**DIRECTION 1**
Copy out the ASP.Net comment from "this is the" down to "don't like crashes.", swapping "crashes" for "freezes" each time it appears.
**DIRECTION 2**
Write the next part of the comment on ASP.Net, continuing after its last sentence.

**EXTRACT PROVIDED**
>>>
Stefan Rusek: Ready to quit ASP.Net - spolsky
http://stefan.rusek.org/Posts/Ready-to-Quit-ASP-NET/16/

======
spolsky
ASP.Net is awesome for when you need a quick-and-dirty, internal application
to do something and you don't care how good the code is or how efficient it
is. I used it (with C#) to build a customer service portal used internally at
Fog Creek and was able to build something "good enough" very, very fast...
this is the kind of application where you don't care much about speed, you
don't care about fonts and layouts, you don't even care about error checking
because if it crashes, the person using it comes and asks you what happened
and you ask them what they did, and then you tell them not to do that any more
if they don't like crashes.

For shrinkwrap apps, internet apps, and anything where you really need polish,
you care what your URLs look like, and you want a lot of control over what's
going on so you can make it fast, shiny, professional, and bulletproof, the
still-beta ASP.NET MVC has proven itself... stackoverflow.com is implemented
with MVC and the team is loving it.
<<<
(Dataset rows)
>>>
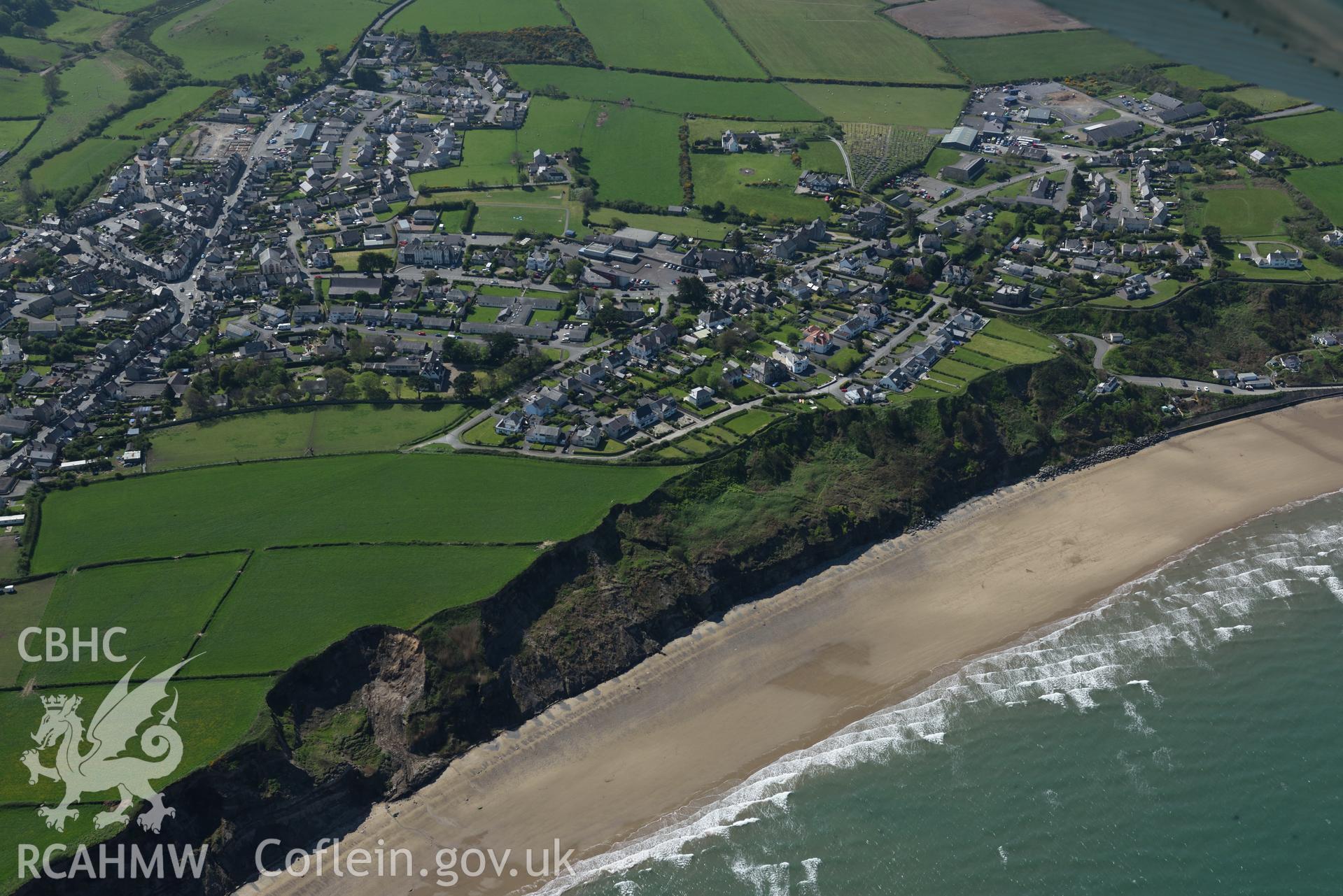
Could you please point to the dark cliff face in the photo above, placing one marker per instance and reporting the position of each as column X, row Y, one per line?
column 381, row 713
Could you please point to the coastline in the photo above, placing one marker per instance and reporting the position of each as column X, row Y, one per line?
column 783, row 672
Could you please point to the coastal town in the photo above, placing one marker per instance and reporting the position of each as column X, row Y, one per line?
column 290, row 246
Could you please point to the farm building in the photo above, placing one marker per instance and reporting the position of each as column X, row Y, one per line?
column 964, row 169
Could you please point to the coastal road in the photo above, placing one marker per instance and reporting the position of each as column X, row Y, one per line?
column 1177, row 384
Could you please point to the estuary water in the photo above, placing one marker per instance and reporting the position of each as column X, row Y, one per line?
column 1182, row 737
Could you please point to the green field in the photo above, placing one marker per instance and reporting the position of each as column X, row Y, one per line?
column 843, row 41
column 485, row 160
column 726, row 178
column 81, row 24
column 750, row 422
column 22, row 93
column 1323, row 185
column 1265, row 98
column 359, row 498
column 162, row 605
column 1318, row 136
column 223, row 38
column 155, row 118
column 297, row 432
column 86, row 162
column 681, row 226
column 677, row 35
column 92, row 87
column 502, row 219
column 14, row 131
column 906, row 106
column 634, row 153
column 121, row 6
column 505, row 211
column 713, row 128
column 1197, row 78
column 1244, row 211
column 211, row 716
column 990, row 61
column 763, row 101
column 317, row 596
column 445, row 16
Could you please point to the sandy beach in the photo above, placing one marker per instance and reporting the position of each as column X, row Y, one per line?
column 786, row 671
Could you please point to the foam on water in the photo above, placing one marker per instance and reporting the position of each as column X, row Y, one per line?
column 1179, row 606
<<<
**TASK ANSWER 1**
this is the kind of application where you don't care much about speed, you
don't care about fonts and layouts, you don't even care about error checking
because if it freezes, the person using it comes and asks you what happened
and you ask them what they did, and then you tell them not to do that any more
if they don't like freezes.

**TASK ANSWER 2**
Stefan makes an excellent point that ASP.NET's original model was meant to be
familiar and comfortable to old-school VB programmers, by providing a thick
abstraction over HTML and HTTP that leaks really, really badly. For example
half of your app stops working if JavaScript is turned off... even things that
look like hyperlinks stop working because they're javascript under the
covers... and for a timid VB programmer they suddenly have to deal with much,
much more complexity to solve these last mile finishing touch kinds of things.

Conclusion... need a quick and dirty CRUD app for internal purposes that just
has to be good enough? ASP.NET is fine... you'll barely have to write any code
at all. Building a public-facing app that needs to be slick and polished? If
you're using the Microsoft stack, start with ASP.NET MVC.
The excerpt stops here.